Il y a en réalité le choix entre deux théories. La première est que ces subventions empruntées par la Commission ne seront peut-être jamais remboursées.

Henri Sterdyniak, économiste à l'OFCE

Mais il n'est pas du tout certain que les grands pays utilisent les prêts, donc les 750 milliards sont peut-être un peu fictifs si les prêts ne sont pas demandés. Il faut se rappeler qu'en 2020 il avait été proposé par l'Union européenne de prêter jusqu'à 2% du PIB aux pays qui le souhaitaient. Aucun n'avait été candidat.

TV5MONDE : La Commission européenne emprunte sur les marchés au nom des États, mais comment vont être remboursés les 390 milliards de subventions et sous quels délais ?

Henri Sterdyniak : On ne sait pas. Cela doit être remboursé au plus tard en 2058, mais pour savoir comment ce remboursement va être effectué, il y a en réalité le choix entre deux théories. La première est que ces subventions empruntées par la Commission ne seront peut-être jamais remboursées. Cela pourrait être identique à ce que font les États, c'est-à-dire que la Commission va s'endetter en permanence, ce qui permettrait à la Commission de développer une politique budgétaire permanente.

Il n'y a aucun risque de crise de la dette (…) Le risque d'inflation est limité parce qu'il est peu probable que les ménages se précipitent pour acheter.

Henri Sterdyniak, économiste à l'OFCE

La deuxième théorie, qui a été écrite, est que la Commission va lever des impôts pour financer ce remboursement. Il y a un impôt sur les plastiques non recyclables qui est prévu, il est question d'un impôt sur les transactions financières, une partie de l'impôt sur les grandes entreprises numériques. La taxe carbone aux frontières a aussi été envisagée. Ce serait ces types de ressources futures qui serviraient à rembourser, mais elles n'existent pas encore. Pour ma part je penche plutôt pour la première théorie.

TV5MONDE : Quel effet ce plan peut-il avoir sur les dettes publiques, l'inflation ? Doit-on s'attendre de nouveau à une austérité budgétaire en Europe une fois l'économie relancée ?

◆ **Vos consignes**
**A.** Dans l'entretien sur les emprunts de la Commission européenne, recopiez le passage qui commence par "La deuxième théorie, qui" et se termine par "l'économie relancée ?".
**B.** Répondez aux questions suivantes sur l'entretien sur les emprunts de la Commission européenne.
(i) Au plus tard en quelle année les subventions doivent-elles être remboursées ?
(ii) Jusqu'à quelle part du PIB l'Union européenne avait-elle proposé de prêter en 2020 ?
(iii) Vers laquelle des deux théories Henri Sterdyniak penche-t-il ?
**C.** Poursuivez l'entretien sur les emprunts de la Commission européenne à partir de sa dernière phrase.

◆ **Données fournies**
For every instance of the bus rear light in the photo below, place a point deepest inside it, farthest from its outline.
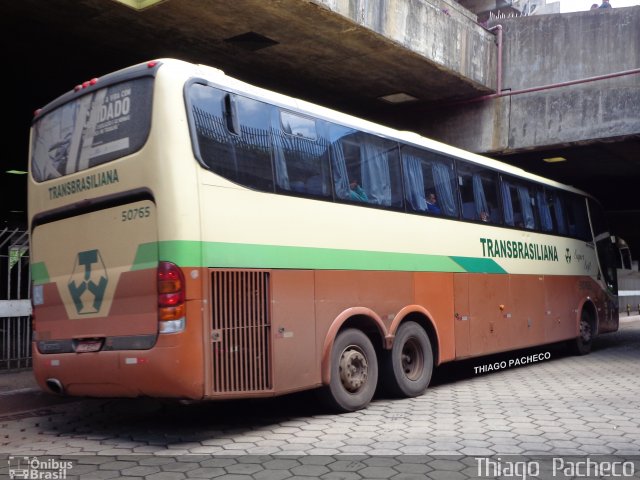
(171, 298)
---
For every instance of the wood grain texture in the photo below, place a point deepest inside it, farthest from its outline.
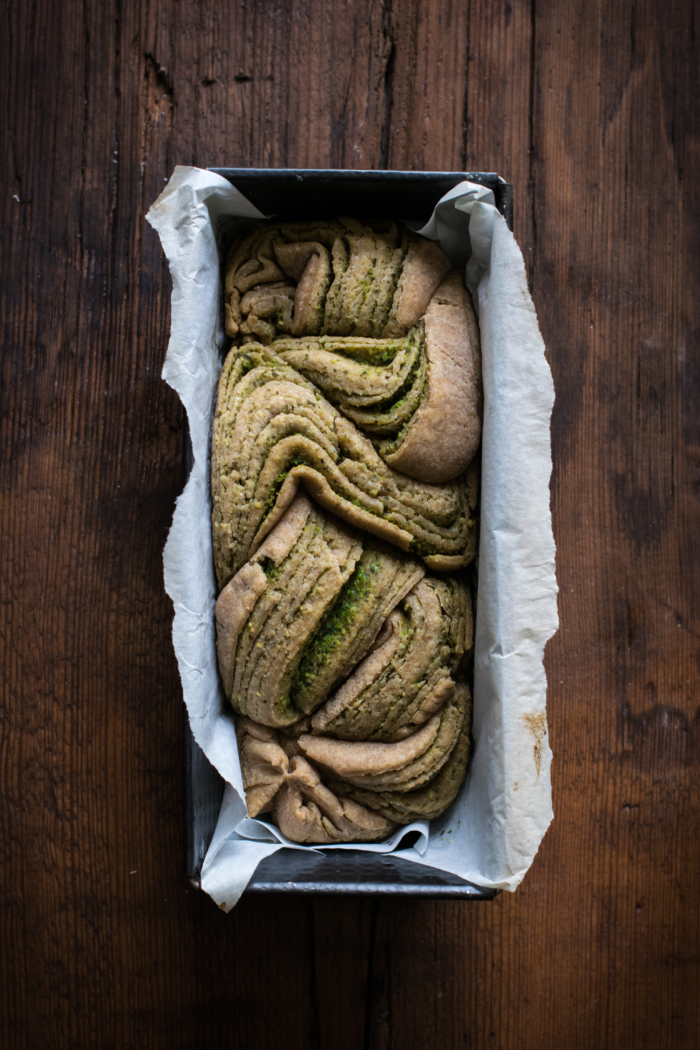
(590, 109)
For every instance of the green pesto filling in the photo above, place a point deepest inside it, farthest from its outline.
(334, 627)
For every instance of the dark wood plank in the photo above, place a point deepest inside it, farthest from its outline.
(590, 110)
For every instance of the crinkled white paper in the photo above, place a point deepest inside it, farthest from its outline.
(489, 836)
---
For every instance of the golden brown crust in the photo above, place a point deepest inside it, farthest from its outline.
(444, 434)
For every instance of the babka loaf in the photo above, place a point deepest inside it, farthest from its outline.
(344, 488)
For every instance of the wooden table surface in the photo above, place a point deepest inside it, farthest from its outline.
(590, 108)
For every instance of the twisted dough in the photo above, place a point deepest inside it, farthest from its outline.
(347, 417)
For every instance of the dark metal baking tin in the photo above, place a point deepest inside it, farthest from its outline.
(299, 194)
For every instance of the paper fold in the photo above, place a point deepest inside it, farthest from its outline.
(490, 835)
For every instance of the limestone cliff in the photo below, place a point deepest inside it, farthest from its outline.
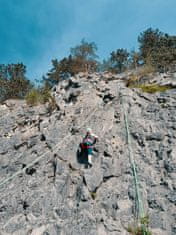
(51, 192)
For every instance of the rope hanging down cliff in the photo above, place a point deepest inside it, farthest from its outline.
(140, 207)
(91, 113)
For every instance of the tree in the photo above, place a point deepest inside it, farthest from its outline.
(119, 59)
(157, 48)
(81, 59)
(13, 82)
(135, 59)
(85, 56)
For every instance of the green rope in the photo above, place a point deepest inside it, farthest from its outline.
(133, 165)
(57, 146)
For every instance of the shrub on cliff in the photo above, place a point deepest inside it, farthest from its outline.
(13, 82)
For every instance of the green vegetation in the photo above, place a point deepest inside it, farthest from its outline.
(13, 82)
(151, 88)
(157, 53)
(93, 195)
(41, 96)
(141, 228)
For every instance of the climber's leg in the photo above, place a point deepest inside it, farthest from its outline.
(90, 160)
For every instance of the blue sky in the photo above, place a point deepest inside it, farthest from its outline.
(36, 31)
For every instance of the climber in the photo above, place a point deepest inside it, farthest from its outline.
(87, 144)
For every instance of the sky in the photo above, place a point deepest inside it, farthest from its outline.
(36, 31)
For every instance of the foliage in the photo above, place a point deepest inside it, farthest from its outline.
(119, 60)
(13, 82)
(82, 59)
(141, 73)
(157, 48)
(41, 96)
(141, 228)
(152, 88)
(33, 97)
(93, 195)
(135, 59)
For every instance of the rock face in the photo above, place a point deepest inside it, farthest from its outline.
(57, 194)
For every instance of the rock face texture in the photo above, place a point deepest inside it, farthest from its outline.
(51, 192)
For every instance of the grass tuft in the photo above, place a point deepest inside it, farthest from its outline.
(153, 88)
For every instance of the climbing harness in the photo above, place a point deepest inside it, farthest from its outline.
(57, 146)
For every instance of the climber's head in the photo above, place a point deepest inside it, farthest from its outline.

◆ **Résultats de l'exercice**
**A.**
La deuxième théorie, qui a été écrite, est que la Commission va lever des impôts pour financer ce remboursement. Il y a un impôt sur les plastiques non recyclables qui est prévu, il est question d'un impôt sur les transactions financières, une partie de l'impôt sur les grandes entreprises numériques. La taxe carbone aux frontières a aussi été envisagée. Ce serait ces types de ressources futures qui serviraient à rembourser, mais elles n'existent pas encore. Pour ma part je penche plutôt pour la première théorie.

TV5MONDE : Quel effet ce plan peut-il avoir sur les dettes publiques, l'inflation ? Doit-on s'attendre de nouveau à une austérité budgétaire en Europe une fois l'économie relancée ?

**B.**
(i) En 2058.
(ii) Jusqu'à 2 % du PIB.
(iii) Vers la première théorie, selon laquelle les subventions empruntées par la Commission ne seront peut-être jamais remboursées.

**C.**
Henri Sterdyniak : Il ne se passera pas grand chose au niveau de l'emprunt lui-même, puisque c'est la première fois que l'Union européenne emprunte. Il n'y a donc aucun risque de crise de la dette. Ce qu'il peut se passer, c'est que l'année prochaine, dans certains pays où les ménages ont accumulé beaucoup d'épargne, ils se préciptent pour consommer. Du coup cela génèrerait de l'inflation et l'on dira que le plan de relance vient trop tard, puisqu'il y a déjà de la croissance. Mais c'est un risque limité parce qu'il est peu probable que les ménages se précipitent pour acheter, compte tenu du choc psychologique subi par l'ensemble des ménages avec l'épidémie.

Le grand enjeu est de faire ce plan de relance mais sans faire de plan d'austérité pour le reste des dépenses publiques.

Par ailleurs, le plan de relance concerne surtout le secteur des biens d'équipements plutôt que ceux des biens de consommation. Le risque inflationniste est donc très limité. L'autre avantage est que cela répartit le risque, avec l'Italie par exemple dont on craint qu'elle n'augmente sa dette déjà trop trop forte. Dans le cas du plan de relance par les subventions il n'y a pas à craindre que ce pays n'augmente sa dette. Du point de vue des marchés c'est très satisfaisant. Mais l'argent arrive très tard. Des pays comme la France ont déjà dépensé. La France n'a pas attendu les 40 milliards du plan de relance pour dépenser. Le risque, c'est qu'en 2022 les partisans de l'austérité se réveillent et disent "attention il faut respecter les critères de Maastricht, donc retrouver 60% de dette". Et là ce sera la catastrophe, parce que l'Italie, la France, l'Espagne, la Belgique, la Grèce, ne peuvent pas se lancer dans des politiques visant à retrouver 60% de dette. Le grand enjeu est de faire ce plan de relance mais sans  faire de plan d'austérité pour le reste des dépenses publiques.